Starting from the first line below, repeat the data exactly through to the last.

◇ ◇ ◇ ◇ ◇ ◇ ◇

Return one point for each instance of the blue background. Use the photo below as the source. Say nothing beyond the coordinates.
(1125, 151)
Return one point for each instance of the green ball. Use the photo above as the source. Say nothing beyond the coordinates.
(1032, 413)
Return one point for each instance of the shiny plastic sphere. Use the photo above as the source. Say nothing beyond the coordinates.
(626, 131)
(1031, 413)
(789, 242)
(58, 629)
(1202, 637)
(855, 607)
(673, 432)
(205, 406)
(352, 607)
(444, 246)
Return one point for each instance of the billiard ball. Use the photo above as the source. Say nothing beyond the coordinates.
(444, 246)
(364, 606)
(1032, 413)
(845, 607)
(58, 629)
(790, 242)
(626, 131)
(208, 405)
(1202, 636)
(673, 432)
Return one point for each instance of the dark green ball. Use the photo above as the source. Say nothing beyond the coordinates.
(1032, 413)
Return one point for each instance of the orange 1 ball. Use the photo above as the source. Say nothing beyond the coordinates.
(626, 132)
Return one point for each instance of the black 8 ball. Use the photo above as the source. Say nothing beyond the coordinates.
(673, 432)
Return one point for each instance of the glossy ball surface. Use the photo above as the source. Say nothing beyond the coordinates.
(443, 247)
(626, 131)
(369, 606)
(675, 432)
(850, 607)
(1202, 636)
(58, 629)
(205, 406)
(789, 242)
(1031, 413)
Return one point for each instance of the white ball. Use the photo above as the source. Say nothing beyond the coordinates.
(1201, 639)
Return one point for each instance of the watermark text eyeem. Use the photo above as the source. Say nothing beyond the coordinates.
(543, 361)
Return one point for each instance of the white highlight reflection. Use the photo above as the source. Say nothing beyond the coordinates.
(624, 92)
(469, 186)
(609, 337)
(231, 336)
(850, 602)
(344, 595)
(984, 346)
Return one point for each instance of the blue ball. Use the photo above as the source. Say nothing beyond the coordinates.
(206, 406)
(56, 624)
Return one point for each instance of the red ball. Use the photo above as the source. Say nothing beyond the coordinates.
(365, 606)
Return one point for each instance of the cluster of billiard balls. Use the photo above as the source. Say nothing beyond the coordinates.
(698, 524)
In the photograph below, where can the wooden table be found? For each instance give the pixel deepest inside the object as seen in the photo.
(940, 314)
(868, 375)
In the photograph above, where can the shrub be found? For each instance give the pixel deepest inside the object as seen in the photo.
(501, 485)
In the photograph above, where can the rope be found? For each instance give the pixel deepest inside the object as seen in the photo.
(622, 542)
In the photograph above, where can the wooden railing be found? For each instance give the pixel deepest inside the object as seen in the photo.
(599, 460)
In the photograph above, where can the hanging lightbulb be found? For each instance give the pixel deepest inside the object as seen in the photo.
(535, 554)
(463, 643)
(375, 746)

◇ ◇ ◇ ◇ ◇ ◇ ◇

• _Response_
Return one point for each instance of the blue background. Use the photo below as the source. Say nothing beyond the coordinates.
(1125, 151)
Return one point for each instance of the green ball. Use the photo above as the source. Say nothing beyond the coordinates.
(1032, 413)
Return one point for each instance of the shiny plastic sphere. Use the photo above as the source. Say nothing beyond the coordinates.
(626, 131)
(1031, 413)
(789, 242)
(58, 629)
(1202, 637)
(855, 607)
(673, 432)
(205, 406)
(352, 607)
(444, 246)
Return one point for each instance of the billiard ball. Use the photo above as the source. Say nothing beyond the coordinates.
(444, 246)
(364, 606)
(1032, 413)
(845, 607)
(58, 629)
(790, 242)
(626, 131)
(208, 405)
(1202, 636)
(673, 432)
Return one point for each instance of the dark green ball. Use the photo above as the source. Say nothing beyond the coordinates.
(1032, 413)
Return one point for each instance of the orange 1 ball. Use the photo above as the source. Say nothing beyond the coordinates.
(626, 132)
Return one point for each instance of the black 8 ball. Use the photo above as the source. Say nothing beyond the coordinates.
(673, 432)
Return one point for each instance of the glossy ball surface. Use the photo above as the source. Say nothing beyond the coordinates.
(443, 247)
(626, 131)
(369, 606)
(675, 432)
(850, 607)
(1202, 636)
(58, 629)
(205, 406)
(789, 242)
(1031, 413)
Return one point for each instance of the white ball. Use the photo above as the source. Say nothing beyond the coordinates.
(1201, 639)
Return one point for each instance of the watermark text eyeem. Use the photo above as the source. Say nothing beyond the coordinates.
(543, 361)
Return one point for each instance of the white highlight reflection. Use the photo above as the source. Say nothing beyond the coordinates.
(624, 92)
(469, 186)
(609, 337)
(231, 336)
(850, 602)
(344, 595)
(984, 346)
Return one point for each instance of the blue ball. Use the photo above as the source. Say nothing beyond the coordinates.
(206, 406)
(56, 624)
Return one point for each instance of the red ball. Use the photo above as the source. Say nothing beyond the coordinates.
(365, 606)
Return one point for each instance of the cluster of billiard balls. Use the photo above as the source. Say nothing beyond the coordinates.
(698, 524)
In the photograph below, where can the wooden table be found? For each instance give the pixel deepest inside the object as seen in the photo.
(940, 314)
(868, 375)
In the photograph above, where can the shrub be found? For each instance give the pixel deepest inside the object as seen in the photo.
(501, 485)
In the photograph above, where can the rope be found? For each instance give the pixel deepest inside the object as seen in the photo.
(622, 542)
In the photograph above, where can the wooden railing be found? For each instance give the pixel deepest inside the object as seen in the photo.
(599, 460)
In the photograph above, where can the hanging lightbulb be found? For each instance give the pixel deepest inside the object as seen in the photo.
(535, 554)
(463, 643)
(375, 746)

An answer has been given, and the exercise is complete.